Below are the entries; state how many of their lines contain the string "gray", and nothing more.

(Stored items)
• • •

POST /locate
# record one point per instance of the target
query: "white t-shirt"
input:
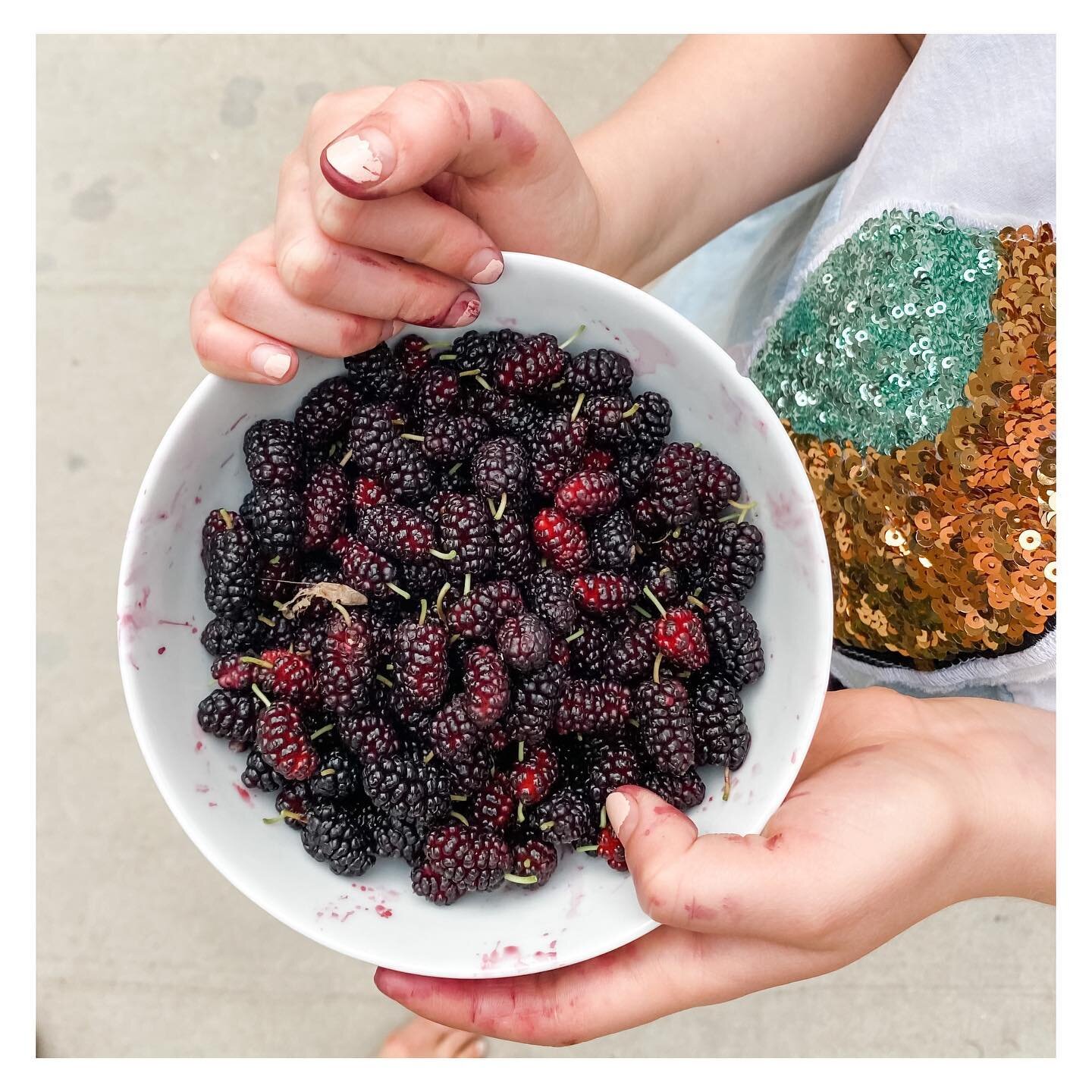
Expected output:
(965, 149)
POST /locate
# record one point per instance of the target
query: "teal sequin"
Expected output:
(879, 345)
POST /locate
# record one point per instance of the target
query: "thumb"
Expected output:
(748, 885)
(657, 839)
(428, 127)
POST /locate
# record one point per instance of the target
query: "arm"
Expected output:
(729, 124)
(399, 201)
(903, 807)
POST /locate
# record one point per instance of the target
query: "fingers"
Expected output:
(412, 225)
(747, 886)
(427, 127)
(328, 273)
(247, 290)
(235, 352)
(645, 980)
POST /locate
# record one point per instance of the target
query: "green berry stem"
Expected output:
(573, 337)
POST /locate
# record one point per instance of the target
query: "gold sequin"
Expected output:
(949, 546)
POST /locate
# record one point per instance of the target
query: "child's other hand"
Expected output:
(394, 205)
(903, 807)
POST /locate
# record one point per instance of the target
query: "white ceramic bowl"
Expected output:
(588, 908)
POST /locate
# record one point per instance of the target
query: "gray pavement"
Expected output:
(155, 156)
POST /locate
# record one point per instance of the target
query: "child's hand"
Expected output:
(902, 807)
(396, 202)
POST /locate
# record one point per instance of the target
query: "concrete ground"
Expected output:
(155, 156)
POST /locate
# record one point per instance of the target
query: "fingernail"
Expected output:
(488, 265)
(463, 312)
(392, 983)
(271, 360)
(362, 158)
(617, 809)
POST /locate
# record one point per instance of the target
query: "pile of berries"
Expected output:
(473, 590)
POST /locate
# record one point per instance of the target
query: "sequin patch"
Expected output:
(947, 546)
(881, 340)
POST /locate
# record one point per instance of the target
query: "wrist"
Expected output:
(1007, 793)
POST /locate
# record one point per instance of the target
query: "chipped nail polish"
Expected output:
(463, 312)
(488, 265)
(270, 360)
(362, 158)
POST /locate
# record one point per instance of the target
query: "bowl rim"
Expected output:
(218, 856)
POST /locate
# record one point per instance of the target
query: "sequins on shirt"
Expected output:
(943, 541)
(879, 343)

• • •

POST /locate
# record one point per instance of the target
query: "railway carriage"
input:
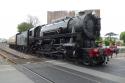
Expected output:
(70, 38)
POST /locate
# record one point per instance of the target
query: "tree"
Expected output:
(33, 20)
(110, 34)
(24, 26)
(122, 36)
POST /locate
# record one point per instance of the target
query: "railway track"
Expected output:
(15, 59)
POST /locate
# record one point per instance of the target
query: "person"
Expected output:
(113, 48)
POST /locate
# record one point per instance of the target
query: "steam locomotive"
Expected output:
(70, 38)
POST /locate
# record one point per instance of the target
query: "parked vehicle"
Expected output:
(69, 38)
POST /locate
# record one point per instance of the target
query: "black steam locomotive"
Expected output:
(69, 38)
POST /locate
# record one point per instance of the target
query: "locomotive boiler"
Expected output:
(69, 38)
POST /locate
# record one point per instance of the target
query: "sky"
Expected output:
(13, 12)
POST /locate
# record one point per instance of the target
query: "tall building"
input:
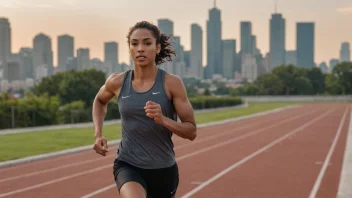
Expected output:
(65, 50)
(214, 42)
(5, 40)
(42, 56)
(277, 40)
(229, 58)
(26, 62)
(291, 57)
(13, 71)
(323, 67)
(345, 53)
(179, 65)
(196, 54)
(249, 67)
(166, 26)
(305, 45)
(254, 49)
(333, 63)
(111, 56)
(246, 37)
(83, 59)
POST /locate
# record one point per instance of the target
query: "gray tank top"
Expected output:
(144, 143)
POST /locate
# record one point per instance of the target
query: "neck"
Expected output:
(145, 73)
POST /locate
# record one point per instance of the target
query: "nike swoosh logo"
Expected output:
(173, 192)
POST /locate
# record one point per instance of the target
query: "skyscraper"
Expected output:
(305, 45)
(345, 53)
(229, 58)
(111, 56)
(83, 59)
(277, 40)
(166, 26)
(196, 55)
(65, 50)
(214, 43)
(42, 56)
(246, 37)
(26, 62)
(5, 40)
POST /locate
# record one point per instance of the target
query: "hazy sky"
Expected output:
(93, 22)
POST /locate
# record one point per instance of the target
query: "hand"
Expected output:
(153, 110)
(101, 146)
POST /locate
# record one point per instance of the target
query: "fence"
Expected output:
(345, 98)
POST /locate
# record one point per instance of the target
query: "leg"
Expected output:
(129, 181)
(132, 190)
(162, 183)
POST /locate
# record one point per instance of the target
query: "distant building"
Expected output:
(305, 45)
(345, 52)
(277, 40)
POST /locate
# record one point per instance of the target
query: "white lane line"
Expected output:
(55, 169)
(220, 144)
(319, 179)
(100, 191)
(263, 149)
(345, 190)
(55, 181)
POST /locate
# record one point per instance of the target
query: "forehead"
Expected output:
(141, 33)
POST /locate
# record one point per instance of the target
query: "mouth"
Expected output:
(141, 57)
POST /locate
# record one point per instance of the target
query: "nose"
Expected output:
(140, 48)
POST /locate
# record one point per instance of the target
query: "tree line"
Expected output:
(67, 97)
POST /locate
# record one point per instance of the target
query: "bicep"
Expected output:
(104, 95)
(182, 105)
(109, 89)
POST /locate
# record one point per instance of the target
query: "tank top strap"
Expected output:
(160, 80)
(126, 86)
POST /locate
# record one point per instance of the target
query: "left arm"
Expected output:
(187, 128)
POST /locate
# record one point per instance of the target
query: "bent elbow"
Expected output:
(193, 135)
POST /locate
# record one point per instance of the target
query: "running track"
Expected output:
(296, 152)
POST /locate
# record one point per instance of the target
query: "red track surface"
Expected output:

• • •

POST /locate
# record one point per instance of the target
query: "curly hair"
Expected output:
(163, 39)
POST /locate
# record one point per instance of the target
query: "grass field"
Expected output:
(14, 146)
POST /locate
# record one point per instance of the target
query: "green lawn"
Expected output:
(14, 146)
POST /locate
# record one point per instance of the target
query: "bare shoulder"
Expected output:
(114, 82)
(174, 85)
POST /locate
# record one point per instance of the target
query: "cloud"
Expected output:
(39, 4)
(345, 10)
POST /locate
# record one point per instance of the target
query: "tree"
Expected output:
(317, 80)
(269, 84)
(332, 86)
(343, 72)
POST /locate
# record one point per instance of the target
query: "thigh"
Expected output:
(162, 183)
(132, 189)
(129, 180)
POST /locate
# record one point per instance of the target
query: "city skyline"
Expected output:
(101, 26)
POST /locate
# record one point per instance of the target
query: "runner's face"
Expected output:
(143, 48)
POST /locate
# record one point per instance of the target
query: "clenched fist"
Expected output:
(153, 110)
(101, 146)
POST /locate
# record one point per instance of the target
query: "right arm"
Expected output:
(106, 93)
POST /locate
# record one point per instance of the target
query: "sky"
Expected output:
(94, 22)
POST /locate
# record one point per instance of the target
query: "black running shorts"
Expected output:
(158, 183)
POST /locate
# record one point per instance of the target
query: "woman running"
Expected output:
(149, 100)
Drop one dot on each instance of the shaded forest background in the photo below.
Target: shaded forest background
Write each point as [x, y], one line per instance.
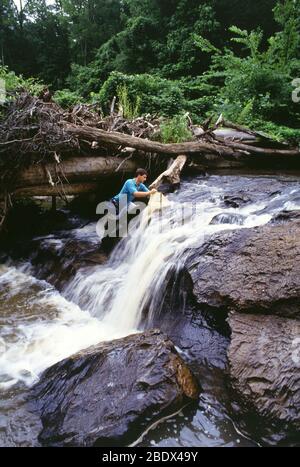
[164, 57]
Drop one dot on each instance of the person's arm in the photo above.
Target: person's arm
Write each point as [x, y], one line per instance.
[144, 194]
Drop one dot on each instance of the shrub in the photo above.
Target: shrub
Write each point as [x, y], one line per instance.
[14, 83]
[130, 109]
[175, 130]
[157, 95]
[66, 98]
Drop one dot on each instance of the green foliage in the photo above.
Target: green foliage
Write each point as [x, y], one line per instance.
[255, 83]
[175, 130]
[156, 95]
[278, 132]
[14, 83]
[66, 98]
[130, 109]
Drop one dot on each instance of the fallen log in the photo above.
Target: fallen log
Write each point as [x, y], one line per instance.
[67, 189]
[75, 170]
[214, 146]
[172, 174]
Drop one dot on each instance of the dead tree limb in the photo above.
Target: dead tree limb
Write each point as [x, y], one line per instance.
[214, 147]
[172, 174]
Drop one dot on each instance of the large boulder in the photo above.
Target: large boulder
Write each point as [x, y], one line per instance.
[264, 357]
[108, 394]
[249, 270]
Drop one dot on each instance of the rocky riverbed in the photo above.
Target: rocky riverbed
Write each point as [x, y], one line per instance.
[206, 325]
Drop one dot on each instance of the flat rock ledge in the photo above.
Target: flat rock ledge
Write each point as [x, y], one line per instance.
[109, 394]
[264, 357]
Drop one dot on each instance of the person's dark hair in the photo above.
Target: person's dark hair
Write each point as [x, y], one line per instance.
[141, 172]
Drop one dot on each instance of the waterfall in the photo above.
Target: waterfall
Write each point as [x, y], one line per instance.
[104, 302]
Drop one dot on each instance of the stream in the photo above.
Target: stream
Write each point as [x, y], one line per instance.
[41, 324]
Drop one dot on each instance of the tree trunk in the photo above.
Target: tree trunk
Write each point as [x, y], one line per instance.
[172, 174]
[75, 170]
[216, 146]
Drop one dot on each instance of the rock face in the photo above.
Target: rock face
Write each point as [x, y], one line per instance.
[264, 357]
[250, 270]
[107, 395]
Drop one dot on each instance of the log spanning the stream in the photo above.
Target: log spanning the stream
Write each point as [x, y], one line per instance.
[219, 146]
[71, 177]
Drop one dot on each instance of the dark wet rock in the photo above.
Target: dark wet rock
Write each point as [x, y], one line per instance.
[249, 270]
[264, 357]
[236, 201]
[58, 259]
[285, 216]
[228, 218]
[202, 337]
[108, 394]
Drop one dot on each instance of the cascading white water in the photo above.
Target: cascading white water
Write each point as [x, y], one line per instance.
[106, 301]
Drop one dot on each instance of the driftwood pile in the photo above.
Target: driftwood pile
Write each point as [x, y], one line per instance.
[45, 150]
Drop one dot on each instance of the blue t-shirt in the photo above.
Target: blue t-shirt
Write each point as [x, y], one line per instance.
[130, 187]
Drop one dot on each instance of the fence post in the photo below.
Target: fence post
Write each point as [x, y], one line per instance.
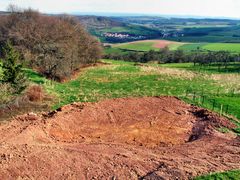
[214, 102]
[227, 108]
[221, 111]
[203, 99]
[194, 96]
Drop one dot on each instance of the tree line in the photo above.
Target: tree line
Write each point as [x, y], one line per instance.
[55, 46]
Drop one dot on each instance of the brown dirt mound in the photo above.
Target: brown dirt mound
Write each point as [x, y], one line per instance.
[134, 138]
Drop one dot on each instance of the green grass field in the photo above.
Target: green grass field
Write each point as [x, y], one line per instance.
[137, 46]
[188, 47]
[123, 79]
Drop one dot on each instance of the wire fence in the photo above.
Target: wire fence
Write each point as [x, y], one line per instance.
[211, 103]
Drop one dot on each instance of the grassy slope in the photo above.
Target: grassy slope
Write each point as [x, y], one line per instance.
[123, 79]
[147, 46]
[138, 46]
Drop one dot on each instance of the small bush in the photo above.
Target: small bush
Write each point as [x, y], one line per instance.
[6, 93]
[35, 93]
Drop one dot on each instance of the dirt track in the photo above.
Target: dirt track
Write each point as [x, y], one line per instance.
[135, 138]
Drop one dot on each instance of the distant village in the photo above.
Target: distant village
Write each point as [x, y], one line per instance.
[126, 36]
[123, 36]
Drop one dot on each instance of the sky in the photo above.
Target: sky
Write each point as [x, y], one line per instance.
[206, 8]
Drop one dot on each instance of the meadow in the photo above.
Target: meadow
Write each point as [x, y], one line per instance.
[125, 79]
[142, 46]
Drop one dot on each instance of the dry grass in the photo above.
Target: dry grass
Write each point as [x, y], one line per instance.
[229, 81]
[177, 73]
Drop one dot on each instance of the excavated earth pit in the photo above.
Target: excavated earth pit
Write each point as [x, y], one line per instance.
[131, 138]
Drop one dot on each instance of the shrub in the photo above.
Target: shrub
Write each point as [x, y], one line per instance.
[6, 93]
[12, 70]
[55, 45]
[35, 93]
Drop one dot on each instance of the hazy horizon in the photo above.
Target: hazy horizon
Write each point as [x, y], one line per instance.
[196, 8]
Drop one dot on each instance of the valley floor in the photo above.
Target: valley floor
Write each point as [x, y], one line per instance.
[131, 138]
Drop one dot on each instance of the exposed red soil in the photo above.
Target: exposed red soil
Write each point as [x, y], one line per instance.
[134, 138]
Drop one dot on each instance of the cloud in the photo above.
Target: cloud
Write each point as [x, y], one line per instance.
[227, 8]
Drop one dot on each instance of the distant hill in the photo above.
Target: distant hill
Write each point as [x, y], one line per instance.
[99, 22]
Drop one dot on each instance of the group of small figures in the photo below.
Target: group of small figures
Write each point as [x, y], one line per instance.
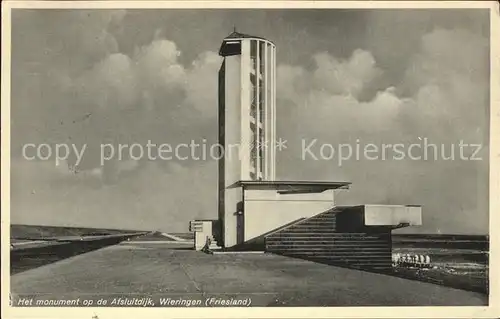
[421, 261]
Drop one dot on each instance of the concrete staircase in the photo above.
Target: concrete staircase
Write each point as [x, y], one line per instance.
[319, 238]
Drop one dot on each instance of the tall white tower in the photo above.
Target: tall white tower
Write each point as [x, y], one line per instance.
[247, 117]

• • •

SOLUTION BELOW: 2